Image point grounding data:
══════

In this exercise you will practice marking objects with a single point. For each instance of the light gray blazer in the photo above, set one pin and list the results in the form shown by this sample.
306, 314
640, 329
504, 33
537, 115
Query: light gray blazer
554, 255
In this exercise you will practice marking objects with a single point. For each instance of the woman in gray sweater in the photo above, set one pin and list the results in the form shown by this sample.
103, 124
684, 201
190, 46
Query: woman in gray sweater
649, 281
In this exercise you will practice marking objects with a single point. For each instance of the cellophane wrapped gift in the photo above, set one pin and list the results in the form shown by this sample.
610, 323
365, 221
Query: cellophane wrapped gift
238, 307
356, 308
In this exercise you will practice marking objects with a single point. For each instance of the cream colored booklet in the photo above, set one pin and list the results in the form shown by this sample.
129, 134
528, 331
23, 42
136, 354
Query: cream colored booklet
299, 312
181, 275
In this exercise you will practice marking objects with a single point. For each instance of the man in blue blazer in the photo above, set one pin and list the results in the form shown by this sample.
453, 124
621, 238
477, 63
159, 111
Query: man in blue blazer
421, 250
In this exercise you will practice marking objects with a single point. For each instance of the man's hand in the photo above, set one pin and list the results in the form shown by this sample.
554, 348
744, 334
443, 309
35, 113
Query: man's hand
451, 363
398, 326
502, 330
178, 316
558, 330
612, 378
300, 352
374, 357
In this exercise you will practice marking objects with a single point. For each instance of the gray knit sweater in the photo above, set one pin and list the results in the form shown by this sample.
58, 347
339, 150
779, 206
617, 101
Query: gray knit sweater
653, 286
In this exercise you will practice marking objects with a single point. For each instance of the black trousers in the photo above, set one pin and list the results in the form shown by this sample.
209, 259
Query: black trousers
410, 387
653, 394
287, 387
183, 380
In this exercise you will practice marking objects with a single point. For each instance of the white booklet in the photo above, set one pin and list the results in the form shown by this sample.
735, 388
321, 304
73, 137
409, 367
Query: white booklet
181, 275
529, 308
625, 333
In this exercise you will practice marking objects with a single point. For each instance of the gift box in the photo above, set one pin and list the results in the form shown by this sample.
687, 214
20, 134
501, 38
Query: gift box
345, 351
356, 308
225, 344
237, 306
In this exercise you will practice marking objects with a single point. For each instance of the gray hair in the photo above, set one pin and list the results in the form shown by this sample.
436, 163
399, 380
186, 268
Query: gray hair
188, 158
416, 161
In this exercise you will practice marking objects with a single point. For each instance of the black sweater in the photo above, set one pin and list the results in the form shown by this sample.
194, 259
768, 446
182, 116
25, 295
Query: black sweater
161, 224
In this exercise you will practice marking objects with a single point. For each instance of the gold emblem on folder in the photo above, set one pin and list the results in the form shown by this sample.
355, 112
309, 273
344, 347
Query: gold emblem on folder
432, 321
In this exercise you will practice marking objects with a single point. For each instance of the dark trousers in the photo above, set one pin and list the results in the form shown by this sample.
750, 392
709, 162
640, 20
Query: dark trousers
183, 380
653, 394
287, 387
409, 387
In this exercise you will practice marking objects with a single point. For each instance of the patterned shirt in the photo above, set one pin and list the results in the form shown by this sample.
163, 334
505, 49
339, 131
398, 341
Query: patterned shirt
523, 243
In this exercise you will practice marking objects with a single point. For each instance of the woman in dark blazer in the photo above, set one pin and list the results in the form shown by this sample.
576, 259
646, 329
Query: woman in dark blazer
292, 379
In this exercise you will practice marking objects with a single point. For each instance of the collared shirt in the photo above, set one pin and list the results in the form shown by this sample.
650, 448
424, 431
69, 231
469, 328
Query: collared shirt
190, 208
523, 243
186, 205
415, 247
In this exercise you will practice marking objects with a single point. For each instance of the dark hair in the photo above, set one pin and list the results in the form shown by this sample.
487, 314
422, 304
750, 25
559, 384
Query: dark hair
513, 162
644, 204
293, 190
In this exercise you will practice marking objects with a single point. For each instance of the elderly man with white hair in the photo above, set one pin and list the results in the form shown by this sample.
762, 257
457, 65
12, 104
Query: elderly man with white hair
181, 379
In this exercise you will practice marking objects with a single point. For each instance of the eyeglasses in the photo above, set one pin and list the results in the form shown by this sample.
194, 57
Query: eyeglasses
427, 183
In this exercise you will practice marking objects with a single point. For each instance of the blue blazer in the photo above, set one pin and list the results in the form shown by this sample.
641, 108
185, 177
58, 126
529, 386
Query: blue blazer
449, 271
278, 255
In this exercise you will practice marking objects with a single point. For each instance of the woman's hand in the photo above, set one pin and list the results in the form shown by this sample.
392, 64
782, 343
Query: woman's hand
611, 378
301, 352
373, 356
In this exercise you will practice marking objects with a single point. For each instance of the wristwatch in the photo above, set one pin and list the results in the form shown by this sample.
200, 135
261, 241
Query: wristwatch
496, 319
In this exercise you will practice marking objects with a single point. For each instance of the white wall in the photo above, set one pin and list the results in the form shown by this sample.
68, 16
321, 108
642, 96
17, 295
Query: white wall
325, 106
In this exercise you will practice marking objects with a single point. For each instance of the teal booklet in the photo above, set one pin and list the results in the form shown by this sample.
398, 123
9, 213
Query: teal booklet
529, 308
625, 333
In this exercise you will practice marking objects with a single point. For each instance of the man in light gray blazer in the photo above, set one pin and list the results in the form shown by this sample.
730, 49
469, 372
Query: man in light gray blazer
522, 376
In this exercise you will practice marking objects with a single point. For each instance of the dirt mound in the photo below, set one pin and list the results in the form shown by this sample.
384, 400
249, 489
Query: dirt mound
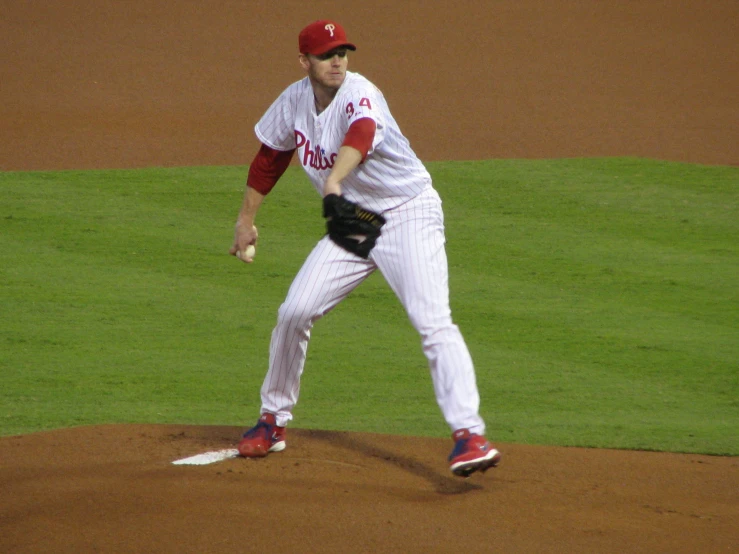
115, 489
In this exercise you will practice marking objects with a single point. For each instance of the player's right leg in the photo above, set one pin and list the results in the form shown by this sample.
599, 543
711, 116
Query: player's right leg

══════

What is needed:
Show all lines in the records above that hold "right".

Completed exercise:
In this exercise you will practice marking objects with a single point. For each instance of the player's right leg in the photo above, set one pin and list the results in the form shown by this sample.
Query: player's right leg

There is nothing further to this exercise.